Records from a dataset

--*--

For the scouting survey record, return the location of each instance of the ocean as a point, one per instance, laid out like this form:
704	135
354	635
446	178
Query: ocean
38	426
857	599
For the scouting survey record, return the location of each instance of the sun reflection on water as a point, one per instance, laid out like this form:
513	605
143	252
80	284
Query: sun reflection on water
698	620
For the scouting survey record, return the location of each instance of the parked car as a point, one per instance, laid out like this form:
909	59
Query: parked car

--*--

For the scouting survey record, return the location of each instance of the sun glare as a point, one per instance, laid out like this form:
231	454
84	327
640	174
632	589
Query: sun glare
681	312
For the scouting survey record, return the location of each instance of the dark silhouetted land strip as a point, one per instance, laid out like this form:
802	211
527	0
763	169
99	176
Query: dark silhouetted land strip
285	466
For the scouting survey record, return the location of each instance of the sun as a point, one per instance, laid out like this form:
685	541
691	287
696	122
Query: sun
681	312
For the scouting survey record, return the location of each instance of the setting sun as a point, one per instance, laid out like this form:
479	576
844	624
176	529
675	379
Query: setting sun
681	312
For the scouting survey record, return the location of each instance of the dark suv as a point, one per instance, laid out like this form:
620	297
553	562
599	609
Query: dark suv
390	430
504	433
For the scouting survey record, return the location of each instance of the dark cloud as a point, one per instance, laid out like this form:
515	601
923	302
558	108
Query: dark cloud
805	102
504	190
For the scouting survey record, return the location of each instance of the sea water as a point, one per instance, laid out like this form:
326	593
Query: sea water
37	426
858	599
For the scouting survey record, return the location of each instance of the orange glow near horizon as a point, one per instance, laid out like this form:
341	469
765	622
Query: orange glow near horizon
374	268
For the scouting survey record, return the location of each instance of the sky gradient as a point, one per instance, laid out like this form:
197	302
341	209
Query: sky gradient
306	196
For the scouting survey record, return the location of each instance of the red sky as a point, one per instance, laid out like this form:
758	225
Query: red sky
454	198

--*--

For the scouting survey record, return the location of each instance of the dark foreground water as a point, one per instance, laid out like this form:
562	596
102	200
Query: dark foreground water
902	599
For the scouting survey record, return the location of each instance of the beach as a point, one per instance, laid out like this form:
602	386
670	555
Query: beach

--*--

#### WHAT IS EXPECTED
Your task for the entries above: copy exactly the span starting with the line with "of the parked" and going on through the line with "Query: parked car", both lines included, and nothing else.

#### TASK RESPONSE
For the scouting survey record, return the location of each instance of the parked car as a point, one per instance, laid out like this form:
909	59
Query: parked car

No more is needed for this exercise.